ZU BEARBEITEN.
a) Mit wem einigten sich Mitgliedsstaaten und Parlament laut dem Text über die EU-Reform der Risikobewertung von Lebensmittelinhaltsstoffen?
b) Setze den Text über die EU-Reform der Risikobewertung von Lebensmittelinhaltsstoffen nach seinem letzten Satz fort.

Europa? Da haben wir Wählerinnen und Wähler eh nichts zu sagen. Das Parlament in Straßburg ist rechtlos und lahm, die Mächtigen machen alles unter sich aus: Solche Vorurteile pflegen leider nicht nur populistische Rechtsparteien. Auch viele kritische Staatsbürger, die eher grün oder links denken, halten die EU für ein Elitenprojekt.

Ein nachvollziehbarer Grund dafür ist, dass die Ansprüche des Binnenmarktes allzu oft über das Gemeinwohl gestellt wurden. Ein weiterer: Köpfe, Konflikte und Skandale machen eher Schlagzeilen als Lösungen, die Nichtregierungsorganisationen und Parlamente in Brüssel längst miterstreiten.

Wie groß ihr Einfluss in Europa längst ist, das zeigt sich ganz aktuell an der Reform der Risikobewertung von Lebensmittelinhaltsstoffen. In der vergangenen Nacht einigten sich Mitgliedsstaaten und Parlament mit dem Gesundheitskommissar Vytenis Andriukaitis auf eine weitreichende Offenlegung jener wissenschaftlichen Studien, die den Zulassungsverfahren für chemische Zusatzstoffe, Pestizide oder gentechnisch veränderte Organismen zugrunde liegen. Dieser Kompromiss ist nicht nur ein Erfolg für Lebensmittelsicherheit und Natur, sondern auch für die europäische Demokratie. Besonders in diesem Jahr der Europawahl lohnt es sich, noch einmal zu rekonstruieren, wie die Einigung gelang – weil das politisch Mut machen kann.

Geheimhaltung wird die Ausnahme

Auslöser war die hitzige Kontroverse um Glyphosat. Das Unkrautvernichtungsmittel geriet 2015 als potenziell krebserzeugend in die Kritik. Die öffentlichen Erregungskurven darüber stiegen über Jahre auch deshalb steil an, weil die Behörden das Ackergift als sicher beurteilt hatten, allerdings in einem teilweise undurchsichtigen Zulassungsverfahren. Antragsteller aus der Industrie sollten nämlich bislang weitgehend selbst nachweisen, dass ihre Produkte unbedenklich sind. Dabei hätten Konzerne wie Monsanto ihre Studienergebnisse oft manipuliert, behaupteten Kritiker. Begründen konnten sie das oft nur anhand von Indizien, denn um Geschäftsgeheimnisse zu wahren, dürfen die Hersteller wichtige Studien unter Verschluss halten. Das Vertrauen in die Wissenschaft erlitt enormen Schaden.

MATERIAL.
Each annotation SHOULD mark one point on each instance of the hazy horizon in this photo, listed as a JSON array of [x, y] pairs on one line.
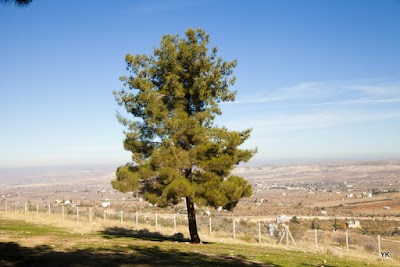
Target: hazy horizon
[[316, 80]]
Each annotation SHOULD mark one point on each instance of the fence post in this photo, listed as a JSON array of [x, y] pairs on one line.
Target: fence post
[[379, 245], [316, 237], [287, 235], [175, 223], [234, 228], [209, 220]]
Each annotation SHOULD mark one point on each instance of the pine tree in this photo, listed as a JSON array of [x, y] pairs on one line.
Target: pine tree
[[172, 99]]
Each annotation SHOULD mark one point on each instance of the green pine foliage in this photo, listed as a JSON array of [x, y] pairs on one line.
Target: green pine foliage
[[171, 99]]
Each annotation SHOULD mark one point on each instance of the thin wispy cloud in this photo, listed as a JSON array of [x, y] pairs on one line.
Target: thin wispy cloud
[[361, 101], [331, 93], [294, 122]]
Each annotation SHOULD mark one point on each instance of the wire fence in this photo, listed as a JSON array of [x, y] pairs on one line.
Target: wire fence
[[221, 227]]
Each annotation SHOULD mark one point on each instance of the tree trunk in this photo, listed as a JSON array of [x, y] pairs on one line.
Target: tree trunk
[[194, 236]]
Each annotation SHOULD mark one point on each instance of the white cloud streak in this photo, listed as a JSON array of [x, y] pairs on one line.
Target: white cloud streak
[[326, 93]]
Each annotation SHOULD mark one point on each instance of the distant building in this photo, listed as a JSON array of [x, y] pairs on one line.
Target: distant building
[[353, 224], [282, 219], [106, 204]]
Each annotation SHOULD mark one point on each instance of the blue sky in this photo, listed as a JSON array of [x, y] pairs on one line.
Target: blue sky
[[316, 80]]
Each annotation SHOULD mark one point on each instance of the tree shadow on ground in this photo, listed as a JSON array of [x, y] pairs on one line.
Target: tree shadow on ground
[[12, 254], [144, 234]]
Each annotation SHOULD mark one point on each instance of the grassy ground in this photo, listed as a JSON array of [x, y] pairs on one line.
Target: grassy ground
[[35, 243]]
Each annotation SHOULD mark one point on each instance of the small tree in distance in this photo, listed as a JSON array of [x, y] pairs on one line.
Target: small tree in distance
[[177, 151]]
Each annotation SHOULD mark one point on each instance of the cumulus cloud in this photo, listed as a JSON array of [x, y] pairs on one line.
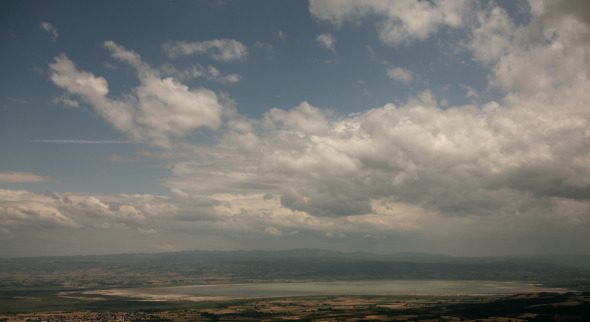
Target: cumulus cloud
[[400, 21], [25, 177], [53, 34], [401, 74], [225, 50], [520, 165], [327, 41], [156, 111]]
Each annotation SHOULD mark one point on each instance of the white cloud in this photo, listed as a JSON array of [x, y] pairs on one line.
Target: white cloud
[[400, 21], [50, 29], [410, 170], [7, 176], [215, 75], [327, 41], [219, 49], [401, 74], [65, 100], [157, 111]]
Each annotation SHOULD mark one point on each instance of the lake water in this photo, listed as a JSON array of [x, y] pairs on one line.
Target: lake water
[[377, 287]]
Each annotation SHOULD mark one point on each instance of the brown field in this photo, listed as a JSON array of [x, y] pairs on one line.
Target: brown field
[[347, 308]]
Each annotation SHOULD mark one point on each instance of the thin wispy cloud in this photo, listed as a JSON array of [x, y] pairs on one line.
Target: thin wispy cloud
[[8, 176], [83, 141]]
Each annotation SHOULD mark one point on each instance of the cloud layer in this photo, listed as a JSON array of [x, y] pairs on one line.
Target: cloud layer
[[488, 174]]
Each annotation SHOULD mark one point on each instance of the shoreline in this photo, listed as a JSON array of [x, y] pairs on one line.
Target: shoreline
[[296, 289]]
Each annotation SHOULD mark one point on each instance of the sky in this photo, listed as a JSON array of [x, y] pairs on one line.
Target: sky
[[449, 127]]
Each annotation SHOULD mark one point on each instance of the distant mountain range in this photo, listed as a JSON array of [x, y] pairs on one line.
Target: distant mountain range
[[189, 267]]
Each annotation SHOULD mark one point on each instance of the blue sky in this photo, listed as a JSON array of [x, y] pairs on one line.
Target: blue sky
[[454, 127]]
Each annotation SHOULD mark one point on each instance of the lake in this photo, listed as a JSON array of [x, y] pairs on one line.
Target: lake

ANTWORTEN JE AUFGABE.
a) Mit dem Gesundheitskommissar Vytenis Andriukaitis.

b)
Den neuen Regeln zufolge werden Agrar- und Chemiekonzerne künftig sehr konkrete Gründe anführen müssen, wenn sie um ihrer Marktposition willen Geheimhaltung fordern. Grundsätzlich bekommen alle Bürgerinnen und Bürger Zugang zu Studien und Informationen, die mit einem Zulassungsantrag eingereicht werden. Das heißt: Expertenkollegen können die Aussagen schon im Entscheidungsverfahren überprüfen. Das ganze Verfahren wird dadurch viel transparenter.

Und es gibt noch weitere Neuerungen: Die Unternehmen müssen ihre Tests frühzeitig bei der Europäischen Behörde für Lebensmittelsicherheit (EFSA) anmelden, damit unliebsame Ergebnisse nicht mehr so leicht zurückgehalten werden können. Die Kommission kann unabhängige Untersuchungen in Auftrag geben. Bei der EFSA sollen Vertreterinnen und Vertreter von Regierungen, EU-Parlament und NGOs stärker mitreden.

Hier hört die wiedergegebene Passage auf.